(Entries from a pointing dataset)
┌────────

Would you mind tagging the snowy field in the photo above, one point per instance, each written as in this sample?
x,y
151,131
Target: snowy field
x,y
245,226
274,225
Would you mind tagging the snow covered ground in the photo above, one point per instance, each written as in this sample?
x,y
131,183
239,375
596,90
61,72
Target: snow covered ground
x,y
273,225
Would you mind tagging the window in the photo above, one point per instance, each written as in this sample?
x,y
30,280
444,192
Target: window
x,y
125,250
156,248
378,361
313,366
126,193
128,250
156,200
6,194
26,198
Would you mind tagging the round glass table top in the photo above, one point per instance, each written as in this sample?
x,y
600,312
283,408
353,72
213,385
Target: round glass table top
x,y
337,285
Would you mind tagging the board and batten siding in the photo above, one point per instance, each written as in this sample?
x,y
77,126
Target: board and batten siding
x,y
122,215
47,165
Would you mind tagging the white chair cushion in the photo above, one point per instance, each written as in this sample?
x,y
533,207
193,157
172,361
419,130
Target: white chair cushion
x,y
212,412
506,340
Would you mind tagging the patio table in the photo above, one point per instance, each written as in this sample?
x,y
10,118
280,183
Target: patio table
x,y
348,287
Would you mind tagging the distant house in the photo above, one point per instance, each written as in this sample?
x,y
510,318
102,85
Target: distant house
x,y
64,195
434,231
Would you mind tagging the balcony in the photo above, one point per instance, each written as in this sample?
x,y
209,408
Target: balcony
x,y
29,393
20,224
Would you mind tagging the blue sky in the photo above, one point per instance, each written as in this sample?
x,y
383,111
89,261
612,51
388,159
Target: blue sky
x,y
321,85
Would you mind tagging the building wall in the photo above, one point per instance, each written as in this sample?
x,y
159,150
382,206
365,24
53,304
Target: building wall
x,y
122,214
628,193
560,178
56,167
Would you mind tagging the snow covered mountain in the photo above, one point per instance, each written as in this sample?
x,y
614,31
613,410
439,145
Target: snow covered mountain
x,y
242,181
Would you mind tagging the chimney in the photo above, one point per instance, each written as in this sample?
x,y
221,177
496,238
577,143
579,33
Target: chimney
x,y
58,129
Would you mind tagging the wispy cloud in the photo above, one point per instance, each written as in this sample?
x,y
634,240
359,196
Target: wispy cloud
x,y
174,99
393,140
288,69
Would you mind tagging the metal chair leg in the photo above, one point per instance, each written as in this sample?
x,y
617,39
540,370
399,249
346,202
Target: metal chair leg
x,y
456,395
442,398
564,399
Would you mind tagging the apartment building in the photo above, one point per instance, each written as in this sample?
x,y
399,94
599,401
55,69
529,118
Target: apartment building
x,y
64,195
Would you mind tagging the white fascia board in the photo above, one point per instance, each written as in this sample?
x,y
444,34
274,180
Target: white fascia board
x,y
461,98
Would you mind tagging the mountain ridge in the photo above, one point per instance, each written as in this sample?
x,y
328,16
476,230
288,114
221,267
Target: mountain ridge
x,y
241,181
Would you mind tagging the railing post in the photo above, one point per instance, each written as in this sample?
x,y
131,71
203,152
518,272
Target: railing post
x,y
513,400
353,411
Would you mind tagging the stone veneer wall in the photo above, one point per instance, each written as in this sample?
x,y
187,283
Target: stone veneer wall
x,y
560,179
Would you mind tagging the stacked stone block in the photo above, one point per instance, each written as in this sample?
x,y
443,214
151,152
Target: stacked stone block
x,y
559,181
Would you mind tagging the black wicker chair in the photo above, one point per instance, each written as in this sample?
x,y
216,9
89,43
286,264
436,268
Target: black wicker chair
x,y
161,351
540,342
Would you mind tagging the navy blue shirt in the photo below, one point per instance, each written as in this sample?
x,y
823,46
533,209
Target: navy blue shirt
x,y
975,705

└────────

SHORT EXERCISE » Repeat, exactly and only, the lines above from the one containing "Would you mind tagging the chimney" through the end of the material.

CORRECT ANSWER »
Would you mind tagging the chimney in the photo above, one point per instance, each written as in this sample?
x,y
221,177
496,238
577,143
579,33
Target: chimney
x,y
58,129
Would you mind tagging the wispy cloud in the photo above, one point per instance, each written as in this sample?
x,y
634,240
359,196
Target: wispy cloud
x,y
174,99
393,140
288,69
Would you mind tagging the metal chair leg in the photo above, one point per instance, each written as in this sample?
x,y
617,39
540,370
399,249
346,202
Target: metal chair leg
x,y
456,395
442,398
564,399
Would you mind tagging the apartment building in the photo above, one point per instance, each written as in this sample?
x,y
399,94
599,401
55,69
529,118
Target: apartment building
x,y
64,195
Would you mind tagging the white fascia board in the photo above, one point per instance, each written as in this sample?
x,y
444,34
274,180
Target: white fascia board
x,y
461,98
Would you mind tagging the mountain ridge in the photo above, one point per instance, each written as in this sample?
x,y
328,16
476,230
288,114
221,267
Target: mountain ridge
x,y
241,181
Would you mind tagging the railing post in the photo above, one point per instance, each written as in this sample?
x,y
131,71
203,152
518,272
Target: railing post
x,y
513,400
353,411
Would you mind tagging the stone veneer wall in the photo above, one point per instance, each written as in this sample?
x,y
187,283
Target: stone veneer wall
x,y
560,179
Would you mind tagging the stacked stone block in the photo above, one point per instance, each written as in this sample?
x,y
443,214
151,152
Target: stacked stone block
x,y
559,181
Would you mind tagging the black wicker chair in the photo above, one point per instance, each written as in this sample?
x,y
216,9
89,43
286,264
436,268
Target: black wicker chair
x,y
161,351
540,342
Would you mind tagging the navy blue shirt in the photo below, one point per instance, each written as in this sample?
x,y
823,46
533,209
Target: navy blue shirt
x,y
975,705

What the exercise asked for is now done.